_Source records_
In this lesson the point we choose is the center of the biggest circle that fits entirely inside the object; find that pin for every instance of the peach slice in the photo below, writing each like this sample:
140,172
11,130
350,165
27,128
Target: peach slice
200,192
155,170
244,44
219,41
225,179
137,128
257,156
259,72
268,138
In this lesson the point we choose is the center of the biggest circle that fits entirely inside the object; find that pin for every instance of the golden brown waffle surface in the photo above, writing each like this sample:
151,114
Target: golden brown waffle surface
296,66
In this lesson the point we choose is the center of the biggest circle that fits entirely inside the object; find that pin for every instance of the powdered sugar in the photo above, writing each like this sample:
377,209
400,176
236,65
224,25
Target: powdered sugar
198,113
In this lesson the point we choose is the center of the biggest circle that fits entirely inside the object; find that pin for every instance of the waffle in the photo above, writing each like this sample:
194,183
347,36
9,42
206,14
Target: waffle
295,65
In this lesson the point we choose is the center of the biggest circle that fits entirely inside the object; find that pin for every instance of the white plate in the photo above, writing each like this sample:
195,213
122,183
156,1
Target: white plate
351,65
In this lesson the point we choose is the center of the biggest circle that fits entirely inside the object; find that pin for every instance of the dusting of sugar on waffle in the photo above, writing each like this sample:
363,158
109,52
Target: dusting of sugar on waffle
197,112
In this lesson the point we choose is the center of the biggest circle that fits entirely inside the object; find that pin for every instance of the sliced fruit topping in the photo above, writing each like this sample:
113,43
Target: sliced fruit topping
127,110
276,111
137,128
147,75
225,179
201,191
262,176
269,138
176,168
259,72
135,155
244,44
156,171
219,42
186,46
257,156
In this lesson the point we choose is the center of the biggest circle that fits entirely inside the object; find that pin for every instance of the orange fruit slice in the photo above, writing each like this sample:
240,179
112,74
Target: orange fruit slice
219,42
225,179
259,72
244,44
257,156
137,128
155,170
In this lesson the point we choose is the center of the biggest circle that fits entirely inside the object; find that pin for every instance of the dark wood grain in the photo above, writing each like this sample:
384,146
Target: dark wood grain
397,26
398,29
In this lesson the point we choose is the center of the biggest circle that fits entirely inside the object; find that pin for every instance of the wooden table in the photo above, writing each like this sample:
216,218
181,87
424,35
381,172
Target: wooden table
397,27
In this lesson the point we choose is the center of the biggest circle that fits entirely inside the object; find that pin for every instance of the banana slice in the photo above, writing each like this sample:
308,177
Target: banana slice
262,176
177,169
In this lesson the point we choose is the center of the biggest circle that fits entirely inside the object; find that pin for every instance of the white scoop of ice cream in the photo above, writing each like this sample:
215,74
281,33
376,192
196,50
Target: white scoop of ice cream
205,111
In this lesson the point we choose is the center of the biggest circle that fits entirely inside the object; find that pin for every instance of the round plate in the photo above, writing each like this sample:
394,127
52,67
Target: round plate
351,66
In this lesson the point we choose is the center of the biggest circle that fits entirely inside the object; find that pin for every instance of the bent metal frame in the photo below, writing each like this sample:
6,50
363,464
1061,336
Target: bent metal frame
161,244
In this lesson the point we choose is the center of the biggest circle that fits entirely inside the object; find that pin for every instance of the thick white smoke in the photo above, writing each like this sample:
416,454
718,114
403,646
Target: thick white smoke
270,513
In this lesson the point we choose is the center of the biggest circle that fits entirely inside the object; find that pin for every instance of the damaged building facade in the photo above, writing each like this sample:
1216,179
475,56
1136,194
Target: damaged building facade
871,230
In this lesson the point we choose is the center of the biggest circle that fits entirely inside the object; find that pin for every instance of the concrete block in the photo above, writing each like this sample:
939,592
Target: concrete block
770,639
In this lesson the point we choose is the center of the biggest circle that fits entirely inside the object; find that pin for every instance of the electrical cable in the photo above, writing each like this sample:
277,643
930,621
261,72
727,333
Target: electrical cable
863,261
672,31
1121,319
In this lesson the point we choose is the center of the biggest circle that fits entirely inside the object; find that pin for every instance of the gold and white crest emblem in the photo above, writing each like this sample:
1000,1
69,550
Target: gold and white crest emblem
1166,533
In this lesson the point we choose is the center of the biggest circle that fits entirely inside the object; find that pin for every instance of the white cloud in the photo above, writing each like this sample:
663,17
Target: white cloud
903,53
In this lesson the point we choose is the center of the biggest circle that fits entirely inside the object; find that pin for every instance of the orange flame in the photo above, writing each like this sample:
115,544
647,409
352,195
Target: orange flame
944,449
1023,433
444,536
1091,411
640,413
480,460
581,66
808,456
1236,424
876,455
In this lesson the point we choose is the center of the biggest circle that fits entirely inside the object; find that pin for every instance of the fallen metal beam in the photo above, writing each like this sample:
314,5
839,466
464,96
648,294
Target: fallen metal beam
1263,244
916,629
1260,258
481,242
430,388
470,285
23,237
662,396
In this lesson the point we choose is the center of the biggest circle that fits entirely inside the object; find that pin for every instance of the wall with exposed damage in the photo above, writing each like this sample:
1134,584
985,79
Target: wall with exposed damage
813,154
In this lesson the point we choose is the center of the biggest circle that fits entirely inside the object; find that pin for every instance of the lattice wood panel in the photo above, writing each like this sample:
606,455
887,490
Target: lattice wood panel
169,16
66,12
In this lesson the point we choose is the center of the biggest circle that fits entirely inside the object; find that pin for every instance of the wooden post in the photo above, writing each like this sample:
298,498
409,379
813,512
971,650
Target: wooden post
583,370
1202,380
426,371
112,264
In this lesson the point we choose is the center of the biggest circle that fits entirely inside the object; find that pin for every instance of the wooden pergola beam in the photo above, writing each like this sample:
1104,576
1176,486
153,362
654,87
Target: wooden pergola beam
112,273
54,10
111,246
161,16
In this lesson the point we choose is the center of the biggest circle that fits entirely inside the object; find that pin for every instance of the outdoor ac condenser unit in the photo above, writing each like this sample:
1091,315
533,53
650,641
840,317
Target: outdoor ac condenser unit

_Directions_
The records above must be output exactly, in full.

_Worked solution_
In this lesson the point we choose is the center of the biggest circle that fits entirely inside the object; find that pin for every instance of the peach slice in the photo below, writing each like this sample:
140,172
11,130
350,165
27,128
Target: peach slice
200,192
155,170
244,44
219,41
225,179
137,128
257,156
259,72
268,138
In this lesson the point we choose is the center of the biggest circle that fits entirely inside the object; find that pin for every instance of the golden brown waffle surface in the photo above, writing each like this sample:
151,114
Target: golden brown waffle surface
296,66
In this lesson the point we choose is the center of the biggest circle that fits entirely inside the object; find that pin for every instance of the powdered sugar in the photo above, writing each like this sample:
377,209
400,176
236,65
224,25
Target: powdered sugar
198,113
In this lesson the point we choose is the center of the biggest circle that fits entirely inside the object; find that pin for every instance of the waffle in the photo above, writing each like this sample:
194,183
347,36
9,42
206,14
Target: waffle
295,65
In this lesson the point we choose is the center of the biggest circle that fits entirely inside the object; find that pin for every instance of the white plate in the photo above, writing each like this sample:
195,213
122,183
156,1
Target: white plate
351,65
In this lesson the point we choose is the center of the biggest circle that fits entirely inside the object; find that pin for every instance of the dusting of sugar on waffle in the photo above, writing each like this sample:
363,158
109,52
Target: dusting of sugar on waffle
197,112
In this lesson the point we choose is the center of the biggest circle that fits entirely inside the object; find that pin for every instance of the sliced fruit topping in the photo above, writing each like this sample:
113,43
Target: sliced fruit topping
127,110
276,111
137,128
147,75
225,179
201,191
262,176
269,138
176,168
259,72
135,155
244,44
156,171
219,42
186,46
257,156
In this lesson the point we choose is the center of the biggest circle that fits entirely inside the object; find that pin for every instance of the orange fruit slice in the photo above, writing each like this sample:
240,179
112,74
Target: orange fruit slice
219,42
225,179
259,72
244,44
257,156
137,128
155,170
In this lesson the point we choose is the center of the biggest circle that fits entirely inside the object; find that pin for every instance of the dark wood grain in the photo above, writing each like this sample:
384,146
Target: dark wood grain
397,26
398,29
In this lesson the point we choose is the center of the biggest circle that fits entirely inside the object; find that pin for every instance of the wooden table in the photo above, writing each like this sample:
216,218
181,87
424,35
381,172
Target: wooden table
397,27
In this lesson the point we choose is the center of the biggest circle that fits entirely inside the object; find that pin for every instance of the banana slice in the photo above, writing each like this sample:
308,177
Target: banana slice
262,176
177,169
In this lesson the point we choose is the center of the biggest circle that fits entirely inside the object; find that pin for every instance of the white scoop of ice cream in the photo above, writing each like this sample:
215,74
281,33
376,192
196,50
Target: white scoop of ice cream
205,111
In this lesson the point we choose is the center of the biggest circle that fits entirely inside the object; find that pin for every instance of the round plate in the photo above, writing each like this sample:
394,127
52,67
Target: round plate
351,66
In this lesson the point we choose is the center of the biggest circle that fits entirely inside the object; find that pin for every instance of the bent metal frame in the photo below, writing each like this sample:
6,50
363,464
1061,336
Target: bent metal frame
161,244
In this lesson the point we choose is the center of the biggest circle that fits entirely inside the object; find that pin for every instance of the thick white smoke in the photo above, writing each like this sample:
416,454
718,114
403,646
Target: thick white smoke
270,513
In this lesson the point we choose is the center of the biggest circle that fits entirely inside the object; find that pin for every instance of the damaged building facade in the photo above, writing each like this sample:
1216,179
475,56
1136,194
Target: damaged building facade
871,230
In this lesson the point we choose is the center of the biggest circle that fits entirely inside the object; find that pin for every instance of the concrete block in the photo above, writing each like this sample:
939,592
Target: concrete block
770,639
In this lesson the point we choose is the center of the biggest circle that fits entirely inside the object; find that pin for every instance of the electrical cable in the photo above, writing each like this sample:
277,643
930,621
261,72
727,333
Target: electrical cable
863,261
672,31
1121,319
In this lesson the point we choose is the center of the biggest circle that fits entirely inside the object; find that pin for every instance of the gold and white crest emblem in the photo above, writing each like this sample:
1000,1
69,550
Target: gold and white crest emblem
1166,533
In this lesson the point we choose is the center of the biggest circle that fits entirely inside the object; find that pin for every instance of the white cloud in the photo above, writing each like this sample:
663,17
Target: white cloud
903,53
In this lesson the point we choose is the center of the biggest circle that fits entirely inside the object; find that pin for every instance of the orange flame in the photo above, writing each like this sample:
115,544
647,409
352,195
Target: orange flame
944,449
1023,433
444,536
1091,411
640,413
480,460
581,66
808,456
1236,424
876,455
In this lesson the point we choose is the center of the biggest circle that fits entirely inside the object; find that pin for every instance of the fallen metal beam in the photo above, writing each like this sample:
314,5
839,466
464,96
648,294
Target: fallen metal beam
1263,244
916,629
1260,258
481,242
430,388
470,285
23,237
662,396
In this lesson the point we choose is the center of the biggest circle that fits entirely inside the object; find that pin for every instance of the wall with exposed damage in the photo above, writing each like this sample:
1134,584
985,79
Target: wall with exposed damage
813,154
In this lesson the point we choose is the center of the biggest circle that fits entirely inside the object; find that pin for every instance of the lattice wood panel in the photo above, writing each like this sample:
606,455
887,490
Target: lattice wood panel
169,16
66,12
In this lesson the point we choose is the center of the biggest circle that fits entirely inside the object; find that pin for every instance of the wooden post in the photo above, writing each like this sample:
298,498
409,379
813,512
971,650
Target: wooden post
583,370
1202,380
426,371
112,264
In this lesson the point we choose is the center of the biggest circle that fits entirely inside the object; find that pin for every instance of the wooden pergola beam in the photo above, writing each like this sample:
1104,576
1176,486
153,362
654,87
Target: wooden pergola beam
112,273
54,10
111,246
161,16
In this lesson the point we choose is the center of the biggest circle that fits entirely inside the object; find that pin for every instance of the outdoor ac condenser unit in the photo above, writing each like this sample:
1091,315
533,53
650,641
840,317
Target: outdoor ac condenser unit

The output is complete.